### [Source text]
----------

In Wooley v. Faulkner (In re SI Restructuring, Inc.), 532 F.3d 355 (5th Cir. June 20, 2008), the Fifth Circuit reversed the Bankruptcy Court for the Western District of Texas' decision to equitably subordinate the claims of former officers and directors of Schlotzsky’s, Inc. ("Schlotzsky's"). The officers and directors (the "Wooleys") had extended two secured loans of last resort to Schlotzsky's in the year prior to its bankruptcy filing. After the Wooleys filed secured claims in the bankruptcy proceeding, the unsecured creditors' committee brought an adversary proceeding seeking to equitably subordinate the claims. The committee argued that the Wooleys had breached their fiduciary duties to the company by presenting the second loan as the only option outside of an immediate bankruptcy filing. It also objected to the Wooleys obtaining security not only for the loan, but also for pre-existing guarantees of the company's debt - thus essentially "releas[ing] them as guarantors on the debt." The bankruptcy court agreed with the committee and subordinated the Wooleys' claims, and the district court affirmed.
The Fifth Circuit reversed this decision, holding that the loan did not harm the company's creditors or provide the Wooleys with an unfair advantage, and thus did not meet the second element of equitable subordination. Because the proceeds from the loan had been used to pay the claims of some unsecured creditors, the class of unsecured creditors as a whole had not been harmed. Perhaps individual creditors had been harmed by the company's decision to pay some creditors over others, but such individualized harm cannot support subordination. The Fifth Circuit also rejected the committee's theory of harm based on a deepening insolvency theory. Such a theory essentially argues that the extension of bad debt, by prolonging a company's ultimate demise, dissipates an entity's assets to the harm of its creditors. The Fifth Circuit refused to recognize such a theory, and noted in any event that the facts of the case did not support the theory. Finally, the court overturned the lower courts' ruling that the securing of the Wooleys' guarantees provided them with an unfair advantage. No unfair advantage arose under the facts of the case, explained the court, because the guarantees were never actually triggered.

----------

### [Required tasks]
#1 According to the case summary, why had the unsecured creditors as a class not been harmed by the Wooleys' loan?
#2 Extend the summary of Wooley v. Faulkner past its final sentence.

### [Given information]
----------

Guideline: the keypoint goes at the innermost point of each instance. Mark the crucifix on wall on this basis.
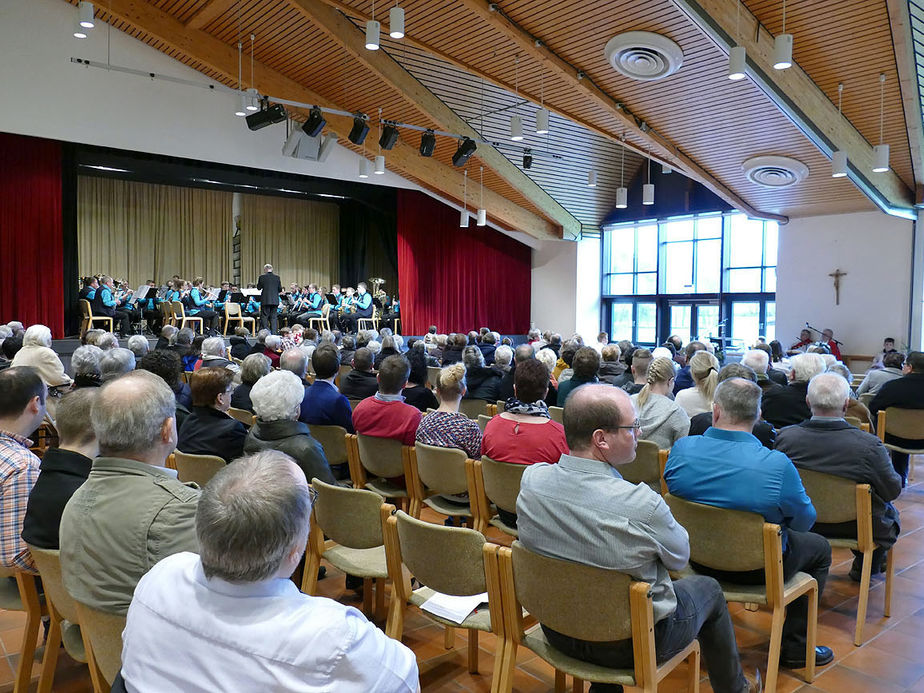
(837, 274)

----------

### [In response]
#1 The proceeds from the loan had been used to pay the claims of some unsecured creditors.

#2
This case provides both comfort and a warning to insiders considering a secured loan of last resort to a struggling company. Such a loan should not be equitably subordinated so long as the lender does not overreach. To avoid subordination, lenders should ensure that the loan proceeds are used to pay unsecured creditors. The payment need not necessarily be distributed equally among unsecured creditors, however, which should assist in paying those vital creditors needed to stave off bankruptcy. Additionally, insiders should be extremely careful in securing existing guarantees as part of the transaction. Although this did not result in subordination of the Wooleys' claim, the opinion contains a strong indication of a different result if the guarantees had in fact been triggered. Finally, insiders should be careful to avoid placing the company under potential duress by suggesting that the loan is the only alternative to immediate bankruptcy, as this is the type of arguably inequitable conduct which called the Wooleys' loan into question. Because of the disastrous consequences of subordination, insiders should always consult with counsel and specifically consider the SI Restructuring opinion before providing a loan of last resort.